You are viewing a plain text version of this content. The canonical link for it is here.
Posted to commits@hive.apache.org by rb...@apache.org on 2020/07/29 03:43:26 UTC

[hive] branch master updated: HIVE-23917: Reset key access count during eviction in VectorGroupByOperator (#1306)

This is an automated email from the ASF dual-hosted git repository.

rbalamohan pushed a commit to branch master
in repository https://gitbox.apache.org/repos/asf/hive.git


The following commit(s) were added to refs/heads/master by this push:
     new f7be5fe  HIVE-23917: Reset key access count during eviction in VectorGroupByOperator (#1306)

Extracted information:
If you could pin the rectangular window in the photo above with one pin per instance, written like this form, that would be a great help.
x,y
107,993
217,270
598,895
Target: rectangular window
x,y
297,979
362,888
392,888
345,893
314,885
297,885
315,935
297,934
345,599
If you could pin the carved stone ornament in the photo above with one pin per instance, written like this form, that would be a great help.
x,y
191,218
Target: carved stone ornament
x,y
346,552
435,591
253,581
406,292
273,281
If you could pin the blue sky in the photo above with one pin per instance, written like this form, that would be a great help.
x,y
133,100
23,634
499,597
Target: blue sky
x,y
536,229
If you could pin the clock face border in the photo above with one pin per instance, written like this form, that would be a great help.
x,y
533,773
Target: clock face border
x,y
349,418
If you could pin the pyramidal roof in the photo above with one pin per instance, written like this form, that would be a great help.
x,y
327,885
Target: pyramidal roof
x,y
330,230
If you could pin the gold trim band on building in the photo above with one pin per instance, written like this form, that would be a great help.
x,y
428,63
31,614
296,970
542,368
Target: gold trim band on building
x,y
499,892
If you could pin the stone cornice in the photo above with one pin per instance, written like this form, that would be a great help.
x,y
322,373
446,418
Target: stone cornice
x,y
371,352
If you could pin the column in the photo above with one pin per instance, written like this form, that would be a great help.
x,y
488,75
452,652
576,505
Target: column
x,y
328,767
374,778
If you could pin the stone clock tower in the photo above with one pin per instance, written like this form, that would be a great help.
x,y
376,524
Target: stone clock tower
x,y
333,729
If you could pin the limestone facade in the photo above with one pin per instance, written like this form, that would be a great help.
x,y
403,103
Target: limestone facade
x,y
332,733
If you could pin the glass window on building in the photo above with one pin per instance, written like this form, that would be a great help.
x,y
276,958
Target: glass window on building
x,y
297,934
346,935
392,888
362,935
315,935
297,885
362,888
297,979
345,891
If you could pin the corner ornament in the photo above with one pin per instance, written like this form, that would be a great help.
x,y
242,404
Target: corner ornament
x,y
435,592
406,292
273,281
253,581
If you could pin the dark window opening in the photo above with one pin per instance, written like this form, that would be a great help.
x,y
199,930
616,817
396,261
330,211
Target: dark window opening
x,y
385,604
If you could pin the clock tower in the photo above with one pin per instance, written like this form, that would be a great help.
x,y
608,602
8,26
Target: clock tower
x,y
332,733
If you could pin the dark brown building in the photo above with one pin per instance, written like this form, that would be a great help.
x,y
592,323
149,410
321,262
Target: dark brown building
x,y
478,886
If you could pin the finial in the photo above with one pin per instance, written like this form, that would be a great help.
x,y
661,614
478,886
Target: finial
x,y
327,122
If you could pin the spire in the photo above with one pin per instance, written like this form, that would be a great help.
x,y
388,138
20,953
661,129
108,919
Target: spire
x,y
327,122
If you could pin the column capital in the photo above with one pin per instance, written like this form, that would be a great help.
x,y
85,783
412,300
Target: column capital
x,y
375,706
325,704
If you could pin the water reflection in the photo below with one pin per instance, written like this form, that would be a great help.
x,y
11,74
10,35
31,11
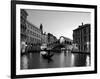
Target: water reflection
x,y
34,60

Written tasks:
[1] Please render this sentence from the commit notice in Spanish: "This is an automated email from the ASF dual-hosted git repository."
[2] Answer these questions using the commit notice:
(a) On what date was it posted?
(b) To which branch was the commit pushed?
(c) What short identifier appears next to "new" for the added commit?
The records have no connection to the commit notice.

Written responses:
[1] Este es un correo electrónico automático del repositorio git de doble alojamiento de la ASF.

[2]
(a) 2020/07/29
(b) master
(c) f7be5fe